Under the new policy, goods shipped before 12:01 a.m. on August 7 and cleared by 12:01 a.m. on October 5 (U.S. time) will still enjoy the previous tariff rate. However, transshipped goods will face an additional 40% tariff, alongside other pending regulatory details.

Le Tien Truong, Chairman of the Vietnam National Textile and Garment Group (Vinatex), said that immediately after the White House announcement, enterprises within the system began contacting U.S. partners to assess market changes and production impacts.

“Businesses need to maintain jobs, protect incomes, and manage finances flexibly. They should also diversify markets and adjust pricing strategies to retain orders and customers,” Truong stressed. He urged companies to invest in technology, maintain high productivity and quality, and stay alert to daily market shifts for timely solutions.

Hoang Manh Cam, Chief of Vinatex’s Office, noted that no major apparel-exporting country received a favorable rate, with the baseline set at 10%. Vietnam’s 20% rate matches Bangladesh’s but is higher than Turkey’s (15%) and Cambodia and Indonesia’s (both at 19%), while lower than India’s (25%). Some African countries enjoy a 10-15% rate but currently lack the production capacity to disrupt Vietnam’s market share.
----------
» Work instruction A
Sum up the tariff excerpt in two sentences.
» Work instruction B
Set down the stretch of the tariff excerpt from "Under the new" through "and production impacts.", word for word.
» Work instruction C
In the tariff excerpt, what rate does India face?
The listing that comes next is separate material with no tie to the tariff excerpt.

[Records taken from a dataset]
----------
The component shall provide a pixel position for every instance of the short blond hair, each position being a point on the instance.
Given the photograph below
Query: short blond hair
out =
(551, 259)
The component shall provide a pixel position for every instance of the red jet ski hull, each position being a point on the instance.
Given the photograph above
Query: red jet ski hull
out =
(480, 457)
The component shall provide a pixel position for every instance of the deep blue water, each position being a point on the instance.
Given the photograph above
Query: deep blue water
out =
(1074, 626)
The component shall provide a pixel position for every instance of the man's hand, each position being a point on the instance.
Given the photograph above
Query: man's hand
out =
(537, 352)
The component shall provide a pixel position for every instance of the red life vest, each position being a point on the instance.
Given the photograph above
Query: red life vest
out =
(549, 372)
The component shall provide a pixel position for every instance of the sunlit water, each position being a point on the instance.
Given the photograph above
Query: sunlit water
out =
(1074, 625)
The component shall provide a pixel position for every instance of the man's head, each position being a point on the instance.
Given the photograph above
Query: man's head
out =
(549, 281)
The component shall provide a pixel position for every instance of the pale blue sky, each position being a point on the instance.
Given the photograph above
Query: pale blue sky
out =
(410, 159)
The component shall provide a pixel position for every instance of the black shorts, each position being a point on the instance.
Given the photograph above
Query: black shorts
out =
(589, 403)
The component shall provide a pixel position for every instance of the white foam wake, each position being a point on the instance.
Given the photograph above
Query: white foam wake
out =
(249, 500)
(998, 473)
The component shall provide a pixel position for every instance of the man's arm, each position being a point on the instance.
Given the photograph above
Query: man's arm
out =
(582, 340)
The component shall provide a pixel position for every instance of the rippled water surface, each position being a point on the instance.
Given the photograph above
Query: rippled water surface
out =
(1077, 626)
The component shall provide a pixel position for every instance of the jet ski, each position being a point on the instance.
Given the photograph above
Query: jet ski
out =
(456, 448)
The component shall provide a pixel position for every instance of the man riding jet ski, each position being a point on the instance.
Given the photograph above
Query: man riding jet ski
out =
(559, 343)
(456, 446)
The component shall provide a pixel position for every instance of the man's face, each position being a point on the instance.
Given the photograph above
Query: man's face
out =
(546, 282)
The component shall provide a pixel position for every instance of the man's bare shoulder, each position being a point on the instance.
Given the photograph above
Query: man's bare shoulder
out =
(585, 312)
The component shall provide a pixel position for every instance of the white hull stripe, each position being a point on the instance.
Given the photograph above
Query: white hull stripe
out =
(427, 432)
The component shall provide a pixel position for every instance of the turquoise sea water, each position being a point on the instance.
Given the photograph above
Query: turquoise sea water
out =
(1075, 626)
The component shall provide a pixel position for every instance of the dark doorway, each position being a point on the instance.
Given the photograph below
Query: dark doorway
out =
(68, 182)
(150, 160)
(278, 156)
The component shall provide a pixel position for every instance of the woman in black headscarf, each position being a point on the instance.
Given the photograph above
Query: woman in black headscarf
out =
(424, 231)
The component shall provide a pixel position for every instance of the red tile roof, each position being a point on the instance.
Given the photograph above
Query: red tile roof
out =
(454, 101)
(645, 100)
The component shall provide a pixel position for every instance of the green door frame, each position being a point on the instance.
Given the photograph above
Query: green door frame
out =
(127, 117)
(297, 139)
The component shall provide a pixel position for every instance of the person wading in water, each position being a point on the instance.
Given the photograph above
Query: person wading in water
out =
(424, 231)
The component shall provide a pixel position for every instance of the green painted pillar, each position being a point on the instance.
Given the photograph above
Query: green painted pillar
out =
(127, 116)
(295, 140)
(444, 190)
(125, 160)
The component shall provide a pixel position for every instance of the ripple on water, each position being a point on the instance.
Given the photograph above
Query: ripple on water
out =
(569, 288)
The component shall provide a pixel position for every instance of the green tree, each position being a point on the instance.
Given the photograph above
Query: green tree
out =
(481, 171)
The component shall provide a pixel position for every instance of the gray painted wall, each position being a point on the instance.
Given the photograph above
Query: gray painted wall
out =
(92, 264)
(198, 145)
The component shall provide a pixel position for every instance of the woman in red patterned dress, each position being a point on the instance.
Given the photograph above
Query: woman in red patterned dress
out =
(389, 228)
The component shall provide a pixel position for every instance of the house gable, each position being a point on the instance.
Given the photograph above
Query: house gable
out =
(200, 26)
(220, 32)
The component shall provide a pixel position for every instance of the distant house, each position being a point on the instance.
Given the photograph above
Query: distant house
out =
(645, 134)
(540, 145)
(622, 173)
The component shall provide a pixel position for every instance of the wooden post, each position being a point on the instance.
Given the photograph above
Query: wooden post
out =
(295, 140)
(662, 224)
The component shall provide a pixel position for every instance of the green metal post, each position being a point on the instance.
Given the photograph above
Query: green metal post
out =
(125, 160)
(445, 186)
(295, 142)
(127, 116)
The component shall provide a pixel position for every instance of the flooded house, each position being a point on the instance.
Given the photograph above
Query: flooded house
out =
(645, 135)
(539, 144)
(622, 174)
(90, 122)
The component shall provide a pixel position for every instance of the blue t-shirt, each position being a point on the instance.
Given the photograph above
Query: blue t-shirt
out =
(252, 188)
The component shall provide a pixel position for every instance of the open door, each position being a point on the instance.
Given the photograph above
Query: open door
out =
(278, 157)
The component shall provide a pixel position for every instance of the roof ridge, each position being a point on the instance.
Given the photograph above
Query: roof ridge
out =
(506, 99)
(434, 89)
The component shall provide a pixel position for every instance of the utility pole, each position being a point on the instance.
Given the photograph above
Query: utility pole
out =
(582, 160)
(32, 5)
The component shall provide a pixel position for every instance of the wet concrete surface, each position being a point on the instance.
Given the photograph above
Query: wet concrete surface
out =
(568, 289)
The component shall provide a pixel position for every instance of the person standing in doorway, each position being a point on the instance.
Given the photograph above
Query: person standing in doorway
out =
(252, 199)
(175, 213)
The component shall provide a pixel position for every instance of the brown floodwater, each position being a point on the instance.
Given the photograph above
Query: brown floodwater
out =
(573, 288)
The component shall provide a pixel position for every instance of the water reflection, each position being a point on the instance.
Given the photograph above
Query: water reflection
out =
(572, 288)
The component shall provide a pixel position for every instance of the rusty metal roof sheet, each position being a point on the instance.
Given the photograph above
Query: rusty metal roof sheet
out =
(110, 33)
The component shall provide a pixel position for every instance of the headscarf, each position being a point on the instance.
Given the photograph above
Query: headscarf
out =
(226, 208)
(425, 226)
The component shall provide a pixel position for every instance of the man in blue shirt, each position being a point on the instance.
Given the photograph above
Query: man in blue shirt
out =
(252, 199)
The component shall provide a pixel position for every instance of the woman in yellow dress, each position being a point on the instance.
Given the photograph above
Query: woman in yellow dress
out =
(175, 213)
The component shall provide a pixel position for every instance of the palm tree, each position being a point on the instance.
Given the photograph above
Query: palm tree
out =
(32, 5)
----------
» Result A
Under a new U.S. policy, goods shipped before 12:01 a.m. on August 7 and cleared by 12:01 a.m. on October 5 keep the previous tariff rate, while transshipped goods face an additional 40% tariff. Vinatex's chairman urged businesses to protect jobs, diversify markets and adjust pricing, and its office chief noted that Vietnam's 20% rate matches Bangladesh's, is higher than the rates for Turkey, Cambodia and Indonesia, and is lower than India's.

» Result B
Under the new policy, goods shipped before 12:01 a.m. on August 7 and cleared by 12:01 a.m. on October 5 (U.S. time) will still enjoy the previous tariff rate. However, transshipped goods will face an additional 40% tariff, alongside other pending regulatory details.

Le Tien Truong, Chairman of the Vietnam National Textile and Garment Group (Vinatex), said that immediately after the White House announcement, enterprises within the system began contacting U.S. partners to assess market changes and production impacts.

» Result C
25%